Exercice proposé 1:
Relevez chaque ligne des enregistrements qui contient le mot « electrical », en respectant la casse.
++++ Source ++++
Principes d'actuation
Il est possible d'ouvrir et de fermer les bras d'une micropince de différentes façons. Les actuations les plus utilisées en biomédecine sont les actuations électrostatique et électrothermique.
Actuation électrostatique
Les micropinces à actuation électrostatique utilisent des capacités parallèles arrangées en peigne[5],[6],[7]. L'application d'une tension permet de déplacer la partie mobile du peigne. Le mouvement des plaques peut être latéral ou transversal. Dans le cas d'une micropince de type transversal, la relation entre la tension appliquée et la distance entre les plaques est non linéaire. De fait, il est très difficile de contrôler le point de pull-in, c'est-à-dire la tension à partir de laquelle les doigts vont subitement se plaquer l'un contre l'autre. On utilise donc en général le type latéral qui présente des avantages en termes de linéarité et de simplicité de contrôle.
L'actuation électrostatique permet de grands déplacements, sans hystérésis et à faible température. La structure est simple et le courant traversant le bras de la pince est négligeable, la rendant isolée électriquement. Le principal inconvénient de ce type de pince est sa tension élevée qui est nécessaire pour tout large mouvement. Elle peut être réduite en augmentant le nombre de doigts, ce qui complexifie le processus de fabrication. La géométrie et l'agencement des doigts peuvent également être modifiés pour réduire la tension de commande.
Actuation électrothermique
L'actuation électrothermique utilise la différence de coefficient d'expansion thermique entre deux matériaux[8],[9],[10]. Lorsqu'un potentiel électrique est appliqué sur un matériel conductif, le matériel génère de la chaleur et ses dimensions sont modifiées, de sorte que les bras de la pince se referment l'un sur l'autre. Un nombre élevé de micropinces électrothermiques utilisent ainsi du SU-8, car ce matériau bénéficie d'un haut coefficient d'expansion thermique tout en étant biocompatible. Il peut également être utilisé à faible température, ce qui est intéressant au vu des problèmes de compatibilité en température de ces micropinces avec le matériel biomédical. Une isolation peut en effet se révéler nécessaire pour certaines structures et certains matériaux dont la température trop élevée peut détruire l'objet manipulé. Ces pinces peuvent également présenter des problèmes de non linéarité, mais elles sont faciles à fabriquer et permettent de grands déplacements.
Actuation pneumatique et électromagnétique
L'actuation pneumatique[11] utilise de l'air compressé pour fermer les bras de la pince. La structure de base est composée d'un piston relié au carter par des ressorts. L'application d'une pression déplace le piston et active la pince. Les déplacements en sortie sont larges mais ces pinces sont volumineuses et le processus de fabrication est complexe. Les micropinces à actuation électromagnétique[12] présentent les mêmes avantages et inconvénients. Elles utilisent la force de Lorentz générée par un conducteur parcouru par un courant et plongé dans un champ magnétique statique. L'application d'une tension à l'actuateur entraîne l'ouverture des bras de la pince.
Actuation par AMF (Alliage à Mémoire de Forme)
++++
Exercice proposé 2:
Dans l'extrait sur les micropinces, reformulez sous forme de liste plus concise le paragraphe qui commence par « L'actuation électrostatique permet de grands déplacements », en conservant ses faits principaux.
++++ Données fournies ++++
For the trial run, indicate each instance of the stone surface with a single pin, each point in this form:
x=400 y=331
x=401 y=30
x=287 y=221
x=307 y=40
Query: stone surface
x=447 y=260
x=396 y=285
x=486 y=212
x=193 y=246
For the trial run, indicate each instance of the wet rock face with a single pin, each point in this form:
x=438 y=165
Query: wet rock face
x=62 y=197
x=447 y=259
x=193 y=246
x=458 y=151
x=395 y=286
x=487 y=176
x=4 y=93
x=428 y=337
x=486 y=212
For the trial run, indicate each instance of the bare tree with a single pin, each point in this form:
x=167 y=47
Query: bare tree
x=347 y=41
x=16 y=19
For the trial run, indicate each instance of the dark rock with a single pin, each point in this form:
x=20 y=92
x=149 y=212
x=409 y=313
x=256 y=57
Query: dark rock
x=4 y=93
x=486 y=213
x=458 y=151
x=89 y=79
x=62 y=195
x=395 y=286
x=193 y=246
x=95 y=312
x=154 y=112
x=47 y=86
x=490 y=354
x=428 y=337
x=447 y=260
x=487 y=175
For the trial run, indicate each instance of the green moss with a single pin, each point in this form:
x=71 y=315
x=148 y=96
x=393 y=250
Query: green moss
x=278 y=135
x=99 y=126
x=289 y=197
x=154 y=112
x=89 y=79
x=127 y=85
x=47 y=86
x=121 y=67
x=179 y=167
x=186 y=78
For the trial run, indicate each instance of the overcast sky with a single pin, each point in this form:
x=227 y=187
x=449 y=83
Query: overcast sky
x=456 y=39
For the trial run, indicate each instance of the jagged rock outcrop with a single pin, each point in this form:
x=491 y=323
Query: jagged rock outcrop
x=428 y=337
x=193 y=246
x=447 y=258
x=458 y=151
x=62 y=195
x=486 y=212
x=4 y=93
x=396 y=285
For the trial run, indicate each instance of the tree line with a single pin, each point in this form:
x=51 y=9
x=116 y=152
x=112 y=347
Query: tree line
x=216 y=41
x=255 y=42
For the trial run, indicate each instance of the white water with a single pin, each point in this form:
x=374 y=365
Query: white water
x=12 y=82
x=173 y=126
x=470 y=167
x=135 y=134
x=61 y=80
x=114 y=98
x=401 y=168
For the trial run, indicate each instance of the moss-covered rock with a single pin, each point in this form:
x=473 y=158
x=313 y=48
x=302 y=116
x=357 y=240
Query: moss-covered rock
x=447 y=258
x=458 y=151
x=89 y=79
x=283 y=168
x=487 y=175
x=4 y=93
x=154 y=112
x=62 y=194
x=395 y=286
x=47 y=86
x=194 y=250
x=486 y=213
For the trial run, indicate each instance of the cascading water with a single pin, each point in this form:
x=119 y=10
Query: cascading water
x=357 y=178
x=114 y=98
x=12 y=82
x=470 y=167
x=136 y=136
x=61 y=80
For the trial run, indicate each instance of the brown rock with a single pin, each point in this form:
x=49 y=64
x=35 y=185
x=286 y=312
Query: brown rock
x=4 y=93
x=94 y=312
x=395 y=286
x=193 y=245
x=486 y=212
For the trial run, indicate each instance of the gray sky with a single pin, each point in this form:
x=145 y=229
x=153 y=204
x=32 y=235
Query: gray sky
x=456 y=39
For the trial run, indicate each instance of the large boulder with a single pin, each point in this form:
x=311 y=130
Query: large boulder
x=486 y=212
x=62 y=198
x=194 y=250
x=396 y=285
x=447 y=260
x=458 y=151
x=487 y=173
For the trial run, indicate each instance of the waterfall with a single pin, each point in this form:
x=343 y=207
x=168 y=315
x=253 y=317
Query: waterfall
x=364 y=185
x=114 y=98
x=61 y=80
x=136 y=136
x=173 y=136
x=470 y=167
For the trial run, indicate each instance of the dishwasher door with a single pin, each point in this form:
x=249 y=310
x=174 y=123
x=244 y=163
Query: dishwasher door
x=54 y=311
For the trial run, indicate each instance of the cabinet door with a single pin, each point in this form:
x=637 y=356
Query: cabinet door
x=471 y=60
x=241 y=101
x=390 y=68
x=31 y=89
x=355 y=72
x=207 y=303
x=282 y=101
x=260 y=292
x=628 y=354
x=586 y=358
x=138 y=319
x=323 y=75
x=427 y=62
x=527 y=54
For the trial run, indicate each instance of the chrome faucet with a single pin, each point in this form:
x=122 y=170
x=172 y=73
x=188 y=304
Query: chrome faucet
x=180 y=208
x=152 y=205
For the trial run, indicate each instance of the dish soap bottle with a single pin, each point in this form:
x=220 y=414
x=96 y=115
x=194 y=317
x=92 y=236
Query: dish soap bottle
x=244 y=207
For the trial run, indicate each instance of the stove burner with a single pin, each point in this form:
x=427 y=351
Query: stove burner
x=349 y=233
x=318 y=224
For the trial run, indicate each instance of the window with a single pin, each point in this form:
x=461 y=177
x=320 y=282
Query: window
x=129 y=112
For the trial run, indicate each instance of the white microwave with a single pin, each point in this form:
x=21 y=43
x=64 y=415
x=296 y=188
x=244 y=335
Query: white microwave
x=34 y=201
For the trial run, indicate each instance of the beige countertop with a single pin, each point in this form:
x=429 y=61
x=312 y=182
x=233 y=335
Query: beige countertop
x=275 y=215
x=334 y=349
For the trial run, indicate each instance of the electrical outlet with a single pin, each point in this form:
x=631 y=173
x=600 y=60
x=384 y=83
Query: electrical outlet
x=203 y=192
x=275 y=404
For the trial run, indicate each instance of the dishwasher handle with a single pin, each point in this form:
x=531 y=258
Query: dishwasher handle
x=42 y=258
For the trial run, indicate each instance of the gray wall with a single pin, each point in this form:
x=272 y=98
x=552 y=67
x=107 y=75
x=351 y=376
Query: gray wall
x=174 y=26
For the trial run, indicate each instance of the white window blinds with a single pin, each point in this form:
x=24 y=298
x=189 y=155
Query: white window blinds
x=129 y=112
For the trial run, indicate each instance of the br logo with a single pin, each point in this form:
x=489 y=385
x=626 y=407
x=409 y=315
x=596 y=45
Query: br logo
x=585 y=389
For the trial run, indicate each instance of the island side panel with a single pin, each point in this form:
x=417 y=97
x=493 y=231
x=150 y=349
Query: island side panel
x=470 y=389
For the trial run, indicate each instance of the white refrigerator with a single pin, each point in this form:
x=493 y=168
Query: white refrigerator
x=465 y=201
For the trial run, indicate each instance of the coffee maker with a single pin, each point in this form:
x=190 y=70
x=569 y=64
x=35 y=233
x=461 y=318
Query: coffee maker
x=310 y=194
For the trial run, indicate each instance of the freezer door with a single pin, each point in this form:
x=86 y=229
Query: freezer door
++++
Réponse 1:
For the trial run, indicate each instance of the electrical outlet with a single pin, each point in this form:
Query: electrical outlet

Réponse 2:
- Avantages : grands déplacements, sans hystérésis et à faible température ; structure simple ; courant négligeable dans le bras de la pince, qui est donc isolée électriquement.
- Principal inconvénient : une tension élevée est nécessaire pour tout large mouvement.
- Pour réduire cette tension, on peut augmenter le nombre de doigts, ce qui complexifie la fabrication, ou modifier la géométrie et l'agencement des doigts.